Negative cognitive load 3.45 0.95 3.07 1.19 3.24 1.09 1.113 .299
Table 5
ANCOVA results comparing the final unit results.
Unit final test score 43 64.76 18.28 54.63 15.66 59.58 17.55 8.05 .007*
5. Discussion
Significant differences were obtained in perceived learning between the students using the interactive e-textbook and those using
the static PDF e-textbook. Some of the reasons as to the differences in students' perceived learning could be due to if the e-textbook
was seen as motivating or distracting for the students. This was addressed in the interviews conducted with the teachers. The
interactive e-textbook group teacher indicated that technical issues could have prevented students from wanting to access the e-
textbook and therefore meant it was not fully utilized. In regards to positive motivation, the interactive e-textbook group teacher
indicated that the novelty factor meant high motivation for students in the beginning but perhaps this was not maintained. It could
also be distracting for the students when the e-textbook drops out and loses internet connection. The static PDF e-textbook group
teacher indicated that the age and learning styles of the individual could play a role on if the e-textbook is motivating or distracting,
that is, some students prefer interactive activities and some prefer to read texts from the book and re-word the information in their
own words so that they can have better understanding. According to the static PDF e-textbook group teacher, the age group to
provide the e-textbook with needs to be considered as some students might be distracted and do irrelevant things, like searching the
internet, while studying using the e-textbook. This was also confirmed by the interactive teacher comments, with students often
getting distracted with email or searching the internet while using the Chromebooks. The novelty factor, technical disruptions,
distractions, and individual learning styles could all have impacted on the students’ perceptions of learning.

::::::::::

**Given problem:** Retype the excerpt on interactive and static e-textbooks in full, word for word. The data that comes next plays no part in this.

**Data:**
::::::::::

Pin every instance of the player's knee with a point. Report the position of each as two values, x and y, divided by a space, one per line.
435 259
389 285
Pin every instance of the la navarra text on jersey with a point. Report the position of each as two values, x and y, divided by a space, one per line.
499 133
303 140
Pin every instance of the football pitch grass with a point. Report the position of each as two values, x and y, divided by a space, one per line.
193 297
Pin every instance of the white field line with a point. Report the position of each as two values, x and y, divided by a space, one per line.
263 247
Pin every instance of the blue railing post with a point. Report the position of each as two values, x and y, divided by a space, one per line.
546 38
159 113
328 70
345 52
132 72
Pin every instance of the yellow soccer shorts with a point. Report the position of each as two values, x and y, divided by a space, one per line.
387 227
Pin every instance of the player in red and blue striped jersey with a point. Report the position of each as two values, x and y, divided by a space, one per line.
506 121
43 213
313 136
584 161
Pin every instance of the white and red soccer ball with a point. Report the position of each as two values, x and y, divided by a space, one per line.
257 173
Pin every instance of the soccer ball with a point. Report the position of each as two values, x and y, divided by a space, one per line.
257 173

::::::::::

**Answer below:**
Negative cognitive load 3.45 0.95 3.07 1.19 3.24 1.09 1.113 .299
Table 5
ANCOVA results comparing the final unit results.
Unit final test score 43 64.76 18.28 54.63 15.66 59.58 17.55 8.05 .007*
5. Discussion
Significant differences were obtained in perceived learning between the students using the interactive e-textbook and those using
the static PDF e-textbook. Some of the reasons as to the differences in students' perceived learning could be due to if the e-textbook
was seen as motivating or distracting for the students. This was addressed in the interviews conducted with the teachers. The
interactive e-textbook group teacher indicated that technical issues could have prevented students from wanting to access the e-
textbook and therefore meant it was not fully utilized. In regards to positive motivation, the interactive e-textbook group teacher
indicated that the novelty factor meant high motivation for students in the beginning but perhaps this was not maintained. It could
also be distracting for the students when the e-textbook drops out and loses internet connection. The static PDF e-textbook group
teacher indicated that the age and learning styles of the individual could play a role on if the e-textbook is motivating or distracting,
that is, some students prefer interactive activities and some prefer to read texts from the book and re-word the information in their
own words so that they can have better understanding. According to the static PDF e-textbook group teacher, the age group to
provide the e-textbook with needs to be considered as some students might be distracted and do irrelevant things, like searching the
internet, while studying using the e-textbook. This was also confirmed by the interactive teacher comments, with students often
getting distracted with email or searching the internet while using the Chromebooks. The novelty factor, technical disruptions,
distractions, and individual learning styles could all have impacted on the students’ perceptions of learning.